BRANO FORNITO –
L’Audax Pro Libertate è una società sportiva dilettantistica nata dalla passione per il calcio e il desiderio di dare ai ragazzi una formazione alle virtù, attraverso questo sport. L’atto costitutivo è stato firmato il 19 marzo 2010, data che è coincisa “casualmente” con la festa di San Giuseppe che è diventato subito il santo protettore della società.
A colloquio con ZENIT, Alberto Azzimonti, vicepresidente dell’Audax Pro Libertate, ripercorre la storia della nascita della società.
Perché proprio il calcio?
Avevamo tutti giocato a calcio a livello agonistico in gioventù e abbiamo pensato che quello sportivo sarebbe stato l’ambiente migliore per coinvolgere altre persone. Tuttavia, per raggiungere l’obiettivo, era necessario dare vita ad un ambiente attraente, sano e bello dove poter crescere come persone nelle virtù e nella formazione personale. Noi vogliamo insegnare ai ragazzi a giocare a calcio ma vogliamo che siano giocatori onesti, corretti, amanti del bel gioco e del buon gioco, che siano ‘nemici’ degli avversari solo per il tempo della partita.
In che senso la fondazione dell’Audax è un progetto apostolico?
Il nostro desiderio è sempre stato quello di annunciare il Vangelo anche e soprattutto attraverso l’attività sportiva. I tre fondatori sono tutti membri del Regnum Christi di Busto Arsizio; avevamo, da tempo, il desiderio di creare un’associazione sportiva e volevamo farlo come un apostolato, ma per impegni familiari e di lavoro, abbiamo rimandato a lungo di parlarne seriamente. Due sacerdoti, negli anni, ci hanno incoraggiato a dare vita alla società, perché avremmo potuto coinvolgere tanti ragazzi e le loro famiglie e trasmettere loro il grande dono della fede. Realisticamente, questo obbiettivo non è raggiungibile a breve termine, perché l’Audax accoglie tutti, senza distinzione di sesso e di religione, sia chi vive già un percorso di fede, sia chi ne è assolutamente digiuno.
L’Audax Pro Libertate nasce quindi come apostolato all’interno del Regnum Christi di Busto Arsizio, anche perché la consideriamo (forse con un po’ di presunzione) opera di Dio. Staccata dal Regnum Christi, non avrebbe motivo di esistere, perché verrebbe a mancare la linfa vitale che la sostiene e la vivifica. È Gesù che consideriamo il vero presidente, il vicepresidente, il segretario, ecc. Le nostre sono solo cariche onorarie. Finché sarà sua volontà, l’Audax continuerà ad esistere al servizio dei ragazzi.
Quanti siete oggi? E come siete organizzati?
L’Audax Pro Libertate ha oggi 90 tesserati, di età compresa tra 5 e 13 anni, più una ventina di adulti tra dirigenti, allenatori, il cappellano e l’assistente. Nel 2009 abbiamo cominciato a riunirci per programmare l’attività. Il 19 marzo 2010 è nata la società; i tre ruoli del direttivo li abbiamo stabiliti a tavolino; poi abbiamo voluto sottoporli al vaglio dello Spirito Santo il quale, tramite un sorteggio, ce li ha puntualmente tutti confermati… almeno ci piace pensare così! Si capisce, anche da questo episodio, che abbiamo iniziato con molta preghiera. A livello finanziario avevamo a disposizione solo un piccolo fondo cassa, frutto di qualche attività apostolica precedente che si è esaurito velocemente. Ovviamente le spese iniziali, necessarie per le prime iscrizioni sono state pagate di tasca nostra.

VOCI ESTRATTE –
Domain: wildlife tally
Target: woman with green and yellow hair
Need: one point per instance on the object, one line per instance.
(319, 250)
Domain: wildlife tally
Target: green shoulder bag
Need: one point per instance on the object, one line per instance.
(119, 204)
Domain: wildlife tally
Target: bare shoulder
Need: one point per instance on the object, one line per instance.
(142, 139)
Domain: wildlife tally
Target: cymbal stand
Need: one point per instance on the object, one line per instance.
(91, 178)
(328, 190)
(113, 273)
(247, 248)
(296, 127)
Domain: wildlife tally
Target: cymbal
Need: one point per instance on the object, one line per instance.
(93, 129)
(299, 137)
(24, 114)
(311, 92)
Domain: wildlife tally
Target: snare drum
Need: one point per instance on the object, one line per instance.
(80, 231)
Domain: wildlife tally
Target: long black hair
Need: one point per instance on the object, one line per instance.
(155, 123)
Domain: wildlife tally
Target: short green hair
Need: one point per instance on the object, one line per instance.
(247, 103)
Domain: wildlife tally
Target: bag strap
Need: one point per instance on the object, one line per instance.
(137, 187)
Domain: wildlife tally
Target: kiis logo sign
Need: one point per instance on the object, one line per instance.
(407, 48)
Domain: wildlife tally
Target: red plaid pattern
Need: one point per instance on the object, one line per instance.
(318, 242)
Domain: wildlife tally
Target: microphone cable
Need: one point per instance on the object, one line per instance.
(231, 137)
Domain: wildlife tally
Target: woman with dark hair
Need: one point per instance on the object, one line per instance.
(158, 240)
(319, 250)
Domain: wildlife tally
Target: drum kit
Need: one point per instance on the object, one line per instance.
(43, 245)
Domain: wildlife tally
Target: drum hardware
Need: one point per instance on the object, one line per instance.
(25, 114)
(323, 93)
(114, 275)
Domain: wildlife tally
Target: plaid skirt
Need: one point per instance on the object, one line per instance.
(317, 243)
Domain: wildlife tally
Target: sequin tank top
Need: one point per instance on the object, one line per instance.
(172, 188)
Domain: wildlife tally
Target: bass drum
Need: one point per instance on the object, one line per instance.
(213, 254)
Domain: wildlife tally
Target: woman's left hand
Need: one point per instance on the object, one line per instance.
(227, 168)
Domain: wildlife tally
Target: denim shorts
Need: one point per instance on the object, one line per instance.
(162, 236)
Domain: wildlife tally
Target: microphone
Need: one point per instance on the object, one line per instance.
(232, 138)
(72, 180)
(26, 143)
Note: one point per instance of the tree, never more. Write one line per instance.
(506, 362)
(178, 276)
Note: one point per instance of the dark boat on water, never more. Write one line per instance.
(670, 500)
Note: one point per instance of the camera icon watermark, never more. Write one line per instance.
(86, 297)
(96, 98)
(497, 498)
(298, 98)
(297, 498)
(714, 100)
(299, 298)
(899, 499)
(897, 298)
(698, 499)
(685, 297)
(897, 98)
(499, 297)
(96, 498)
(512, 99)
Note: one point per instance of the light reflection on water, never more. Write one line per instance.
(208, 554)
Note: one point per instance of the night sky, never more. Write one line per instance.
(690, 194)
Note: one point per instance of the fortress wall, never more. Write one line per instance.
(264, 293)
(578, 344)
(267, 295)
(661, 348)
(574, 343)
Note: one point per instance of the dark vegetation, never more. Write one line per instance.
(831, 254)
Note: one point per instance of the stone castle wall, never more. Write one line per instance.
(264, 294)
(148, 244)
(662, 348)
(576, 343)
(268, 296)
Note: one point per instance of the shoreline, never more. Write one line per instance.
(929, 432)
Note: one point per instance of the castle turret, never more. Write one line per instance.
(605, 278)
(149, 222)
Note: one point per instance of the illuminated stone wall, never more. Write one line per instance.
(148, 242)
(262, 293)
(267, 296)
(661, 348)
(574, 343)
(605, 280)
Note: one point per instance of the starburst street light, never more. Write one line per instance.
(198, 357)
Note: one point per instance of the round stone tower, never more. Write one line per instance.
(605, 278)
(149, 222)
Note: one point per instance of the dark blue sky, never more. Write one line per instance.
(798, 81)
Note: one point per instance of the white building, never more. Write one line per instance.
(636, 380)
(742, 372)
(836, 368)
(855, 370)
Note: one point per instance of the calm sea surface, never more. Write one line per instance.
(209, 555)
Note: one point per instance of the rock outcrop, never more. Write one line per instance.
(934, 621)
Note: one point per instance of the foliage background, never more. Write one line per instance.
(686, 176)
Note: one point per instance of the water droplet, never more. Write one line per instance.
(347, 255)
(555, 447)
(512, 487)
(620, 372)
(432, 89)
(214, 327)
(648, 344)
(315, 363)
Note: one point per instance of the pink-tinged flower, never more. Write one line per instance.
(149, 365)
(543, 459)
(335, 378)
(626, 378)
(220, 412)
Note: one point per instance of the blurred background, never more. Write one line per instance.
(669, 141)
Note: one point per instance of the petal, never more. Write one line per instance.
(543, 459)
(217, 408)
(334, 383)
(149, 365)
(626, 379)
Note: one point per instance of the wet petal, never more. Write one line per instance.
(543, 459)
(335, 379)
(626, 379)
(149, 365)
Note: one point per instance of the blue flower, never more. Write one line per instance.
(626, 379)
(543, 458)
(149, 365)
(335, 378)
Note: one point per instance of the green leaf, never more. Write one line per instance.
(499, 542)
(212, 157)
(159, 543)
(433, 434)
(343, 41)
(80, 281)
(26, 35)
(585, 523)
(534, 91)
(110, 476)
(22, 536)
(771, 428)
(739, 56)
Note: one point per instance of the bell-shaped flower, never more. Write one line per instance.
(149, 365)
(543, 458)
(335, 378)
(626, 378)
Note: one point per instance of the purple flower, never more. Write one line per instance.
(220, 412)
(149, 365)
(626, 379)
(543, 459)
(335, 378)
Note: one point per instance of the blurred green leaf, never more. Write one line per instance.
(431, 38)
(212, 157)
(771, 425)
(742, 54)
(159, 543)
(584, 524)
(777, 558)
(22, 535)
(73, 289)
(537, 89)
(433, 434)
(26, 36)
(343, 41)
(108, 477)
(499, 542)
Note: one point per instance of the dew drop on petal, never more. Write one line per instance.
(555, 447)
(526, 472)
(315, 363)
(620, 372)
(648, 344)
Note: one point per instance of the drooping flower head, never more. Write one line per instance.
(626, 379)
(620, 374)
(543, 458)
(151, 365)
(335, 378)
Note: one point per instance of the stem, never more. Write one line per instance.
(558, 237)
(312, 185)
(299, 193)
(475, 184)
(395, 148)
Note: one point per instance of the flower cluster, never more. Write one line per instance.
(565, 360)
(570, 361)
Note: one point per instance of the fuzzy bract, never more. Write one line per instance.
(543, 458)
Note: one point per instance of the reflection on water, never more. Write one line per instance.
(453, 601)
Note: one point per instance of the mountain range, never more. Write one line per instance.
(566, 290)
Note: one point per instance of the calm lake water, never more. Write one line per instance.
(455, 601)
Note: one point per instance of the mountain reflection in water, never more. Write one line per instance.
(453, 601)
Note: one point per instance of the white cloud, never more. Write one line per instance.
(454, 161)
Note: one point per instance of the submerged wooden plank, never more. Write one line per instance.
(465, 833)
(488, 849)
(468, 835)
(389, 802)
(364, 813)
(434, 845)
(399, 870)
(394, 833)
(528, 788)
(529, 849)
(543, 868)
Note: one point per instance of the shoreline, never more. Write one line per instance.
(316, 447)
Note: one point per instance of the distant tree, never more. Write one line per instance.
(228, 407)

CONSEGNA – Scrivi il seguito dell'intervista sull'Audax Pro Libertate, riprendendo subito dopo l'ultima frase. Le voci non servono per svolgere il lavoro.

RISPOSTA –
La prima stagione è iniziata nel settembre 2010: Avevamo 13 ragazzi di diverse età. Siamo riusciti a partecipare al campionato ufficiale delle Federazione Italiana Giuoco Calcio, solo nella primavera del 2011, nella categoria “Esordienti”.
La stagione 2015-16 inizierà nell’ultimo fine settimana di agosto, con i ragazzi, le famiglie e tre dirigenti di nuova nomina che abbiamo voluto quando è aumentato il numero di iscritti.
Mi incuriosisce il ruolo del cappellano: anche lui partecipa agli allenamenti?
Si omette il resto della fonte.